■ **What to work on**:
Please copy out the listing below word for word, from the first line to the last.

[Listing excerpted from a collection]
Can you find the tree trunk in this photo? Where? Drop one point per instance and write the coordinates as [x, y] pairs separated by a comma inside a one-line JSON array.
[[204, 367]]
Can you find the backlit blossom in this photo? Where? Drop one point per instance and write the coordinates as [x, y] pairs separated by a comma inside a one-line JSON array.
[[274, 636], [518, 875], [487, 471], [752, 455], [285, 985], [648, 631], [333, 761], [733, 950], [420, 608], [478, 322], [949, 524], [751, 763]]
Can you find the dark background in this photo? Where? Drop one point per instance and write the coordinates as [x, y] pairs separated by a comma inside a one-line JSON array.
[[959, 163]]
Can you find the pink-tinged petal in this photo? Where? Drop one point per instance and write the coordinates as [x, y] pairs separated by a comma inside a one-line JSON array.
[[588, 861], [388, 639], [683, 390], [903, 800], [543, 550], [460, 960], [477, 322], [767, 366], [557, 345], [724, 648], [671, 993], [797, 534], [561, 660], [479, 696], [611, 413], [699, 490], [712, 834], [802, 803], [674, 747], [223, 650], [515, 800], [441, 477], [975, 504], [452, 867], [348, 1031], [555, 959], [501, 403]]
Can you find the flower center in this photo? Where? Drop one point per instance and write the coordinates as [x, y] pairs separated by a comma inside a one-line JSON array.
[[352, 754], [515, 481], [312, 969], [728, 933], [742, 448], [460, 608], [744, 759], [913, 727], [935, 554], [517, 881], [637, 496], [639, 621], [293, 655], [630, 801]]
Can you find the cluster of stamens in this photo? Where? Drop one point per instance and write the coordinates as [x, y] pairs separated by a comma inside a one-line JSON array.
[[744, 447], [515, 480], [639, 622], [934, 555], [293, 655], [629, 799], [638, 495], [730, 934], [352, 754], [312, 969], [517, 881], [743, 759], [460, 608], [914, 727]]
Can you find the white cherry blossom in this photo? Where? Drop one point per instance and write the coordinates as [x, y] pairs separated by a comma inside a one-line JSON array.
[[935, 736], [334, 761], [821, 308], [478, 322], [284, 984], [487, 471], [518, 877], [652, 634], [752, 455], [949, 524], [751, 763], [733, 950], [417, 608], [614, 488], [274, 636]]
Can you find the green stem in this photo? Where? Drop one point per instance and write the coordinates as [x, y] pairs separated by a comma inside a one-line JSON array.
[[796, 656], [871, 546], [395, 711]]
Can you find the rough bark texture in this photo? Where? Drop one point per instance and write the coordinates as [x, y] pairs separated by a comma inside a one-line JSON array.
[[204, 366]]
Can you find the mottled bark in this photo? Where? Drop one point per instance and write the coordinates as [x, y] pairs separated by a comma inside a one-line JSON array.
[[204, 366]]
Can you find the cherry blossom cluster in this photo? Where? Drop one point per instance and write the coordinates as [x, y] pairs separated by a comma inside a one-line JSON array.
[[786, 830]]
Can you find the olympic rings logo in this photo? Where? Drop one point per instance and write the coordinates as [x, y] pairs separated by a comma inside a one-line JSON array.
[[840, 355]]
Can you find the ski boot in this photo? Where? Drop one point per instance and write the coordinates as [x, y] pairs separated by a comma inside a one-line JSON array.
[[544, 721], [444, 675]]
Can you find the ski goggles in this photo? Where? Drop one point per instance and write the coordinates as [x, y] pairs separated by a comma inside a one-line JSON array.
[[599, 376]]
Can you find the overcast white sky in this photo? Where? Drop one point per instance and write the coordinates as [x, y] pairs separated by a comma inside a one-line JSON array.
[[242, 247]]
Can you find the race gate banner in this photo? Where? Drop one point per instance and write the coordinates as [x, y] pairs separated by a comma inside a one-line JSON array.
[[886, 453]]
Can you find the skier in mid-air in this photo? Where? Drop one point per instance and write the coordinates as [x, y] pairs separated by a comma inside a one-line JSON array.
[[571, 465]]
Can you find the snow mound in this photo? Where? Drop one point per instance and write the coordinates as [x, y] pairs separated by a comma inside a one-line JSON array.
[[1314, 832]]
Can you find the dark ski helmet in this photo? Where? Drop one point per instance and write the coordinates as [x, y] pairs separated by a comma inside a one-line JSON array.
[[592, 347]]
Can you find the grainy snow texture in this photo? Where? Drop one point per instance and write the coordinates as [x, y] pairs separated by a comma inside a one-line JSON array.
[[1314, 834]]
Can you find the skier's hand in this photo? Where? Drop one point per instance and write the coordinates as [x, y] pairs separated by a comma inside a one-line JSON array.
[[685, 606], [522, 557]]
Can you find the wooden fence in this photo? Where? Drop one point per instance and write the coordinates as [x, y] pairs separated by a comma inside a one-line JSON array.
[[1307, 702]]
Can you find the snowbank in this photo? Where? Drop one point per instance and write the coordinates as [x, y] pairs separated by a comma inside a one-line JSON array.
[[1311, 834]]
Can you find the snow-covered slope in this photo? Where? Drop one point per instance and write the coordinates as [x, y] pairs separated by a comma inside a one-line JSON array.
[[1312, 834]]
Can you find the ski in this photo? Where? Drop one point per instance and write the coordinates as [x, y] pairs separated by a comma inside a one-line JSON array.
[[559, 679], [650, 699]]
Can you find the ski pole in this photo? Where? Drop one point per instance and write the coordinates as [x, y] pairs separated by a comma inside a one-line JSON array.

■ **Exercise solution**:
Can you find the tree trunk in this photo? Where? Drop one point per instance and write the coordinates as [x, y] pairs separated by a comma inside a one-line JSON array.
[[204, 367]]
Can you find the backlit blossom in this photo? Where? Drop one point per instance and write the coordinates as [x, y] pairs separated by a comma inside a one-line JSON array.
[[274, 636], [518, 875], [487, 471], [752, 455], [285, 985], [648, 631], [333, 761], [733, 950], [420, 608], [478, 322], [949, 524], [751, 763]]
Can you find the dark background in this photo? Where? Drop one point per instance and write the coordinates as [x, y] pairs separated by a comma inside a one-line JSON array.
[[959, 163]]
Can you find the pink-tinged petal in this photo? Where? Drop one point per instance and write the coordinates as [x, y] pairs separated by a comma inside a one-line JSON array.
[[588, 861], [388, 639], [683, 390], [903, 800], [543, 550], [460, 960], [477, 322], [767, 366], [557, 345], [724, 648], [671, 993], [797, 534], [561, 660], [479, 696], [611, 413], [699, 490], [712, 834], [802, 803], [674, 747], [223, 650], [515, 800], [441, 477], [975, 504], [452, 867], [348, 1031], [555, 959], [501, 403]]
Can you find the flower center in this photo? Where? Drop one point per instance and write the coordinates as [x, y] pairs separated by a comma inside a one-line JSON array.
[[352, 754], [515, 481], [312, 969], [728, 933], [742, 448], [460, 608], [744, 759], [913, 727], [935, 554], [517, 881], [637, 496], [639, 621], [293, 655], [630, 801]]
Can you find the cluster of stamens in this photo? Where? Drop one point per instance and write the coordinates as [x, y] pairs separated by a comma inside a one-line JSON array.
[[744, 447], [515, 480], [639, 622], [934, 555], [293, 655], [629, 799], [638, 495], [730, 934], [352, 754], [312, 969], [517, 881], [743, 759], [460, 608], [914, 727]]
Can you find the white cherry blossom in this photo? Where? Drop one point per instance and write the coordinates as [x, y] pairs separated by a comma inside a one-line JSON array.
[[935, 736], [334, 761], [821, 308], [478, 322], [284, 984], [487, 471], [518, 877], [652, 634], [752, 455], [949, 524], [751, 763], [733, 950], [417, 608], [614, 488], [274, 636]]
Can you find the green stem in this photo? Where? Drop one point per instance and write the coordinates as [x, y] pairs separated by a comma inside a one-line JSON array.
[[796, 656], [871, 546], [395, 711]]
Can you find the rough bark texture in this photo? Where? Drop one point per instance and write the coordinates as [x, y] pairs separated by a comma inside a one-line JSON array.
[[204, 366]]
Can you find the mottled bark in this photo? Where? Drop one point per instance and write the coordinates as [x, y] pairs separated by a comma inside a one-line JSON array.
[[204, 366]]
Can you find the cherry blossom cluster in this photo? Where? Drop one point per instance and write the coordinates as [x, y] pairs separated by a comma inside a one-line JSON array.
[[786, 830]]
Can you find the olympic rings logo in this photo? Where? Drop one point per instance and write the coordinates as [x, y] pairs separated by a comma inside a one-line JSON array.
[[840, 355]]
Can you find the ski boot in this photo? Where? Drop one point per instance and write the coordinates as [x, y] pairs separated by a comma inside a one-line JSON array.
[[544, 721], [444, 675]]
Can you find the ski goggles in this photo? Where? Drop one point per instance and write the coordinates as [x, y] pairs separated by a comma inside a one-line JSON array.
[[599, 376]]
Can you find the overcast white sky in this photo? Where? Drop one point per instance and write the coordinates as [x, y] pairs separated by a comma inside a one-line JSON array.
[[242, 247]]
Can you find the race gate banner in this photo? Where? Drop one point per instance and write the coordinates as [x, y] pairs separated by a comma inside a one-line JSON array.
[[886, 453]]
Can you find the skier in mid-air in this photo? Where? Drop one point per instance and write the coordinates as [x, y] pairs separated by a comma inside a one-line JSON array.
[[571, 465]]
Can you find the snow mound in this photo? Where? Drop one point per instance and write the coordinates as [x, y] pairs separated by a comma inside a one-line JSON array.
[[1314, 832]]
Can you find the dark ski helmet in this photo? Where? Drop one point per instance and write the coordinates as [x, y] pairs separated by a comma inside a one-line JSON array.
[[592, 347]]
Can you find the grainy snow texture in this photo? Where? Drop one point per instance and write the coordinates as [x, y] pairs separated by a comma inside a one-line JSON array.
[[1314, 834]]
Can you find the skier's hand in this photo? Where? Drop one point per instance and write the coordinates as [x, y] pairs separated by a comma inside a one-line JSON array.
[[685, 606], [522, 557]]
Can you find the wooden fence in this photo? Where? Drop one point per instance and write the coordinates as [x, y] pairs separated by a comma inside a one-line JSON array.
[[1307, 702]]
Can you find the snowbank in this photo? Where? Drop one point per instance and write the coordinates as [x, y] pairs separated by a comma inside a one-line JSON array.
[[1311, 834]]
Can you find the snow-covered slope in this photo? Where? Drop one point per instance and write the coordinates as [x, y] pairs separated by a comma inside a one-line JSON array.
[[1312, 834]]
Can you find the ski in this photo? Where? Drop one point per instance and write the coordinates as [x, y] pairs separated by a comma inside a one-line JSON array.
[[559, 679], [650, 699]]
Can you find the ski pole in this photo? Where? Drop one point per instance and write the coordinates as [x, y] pairs separated by a comma inside a one-line JSON array.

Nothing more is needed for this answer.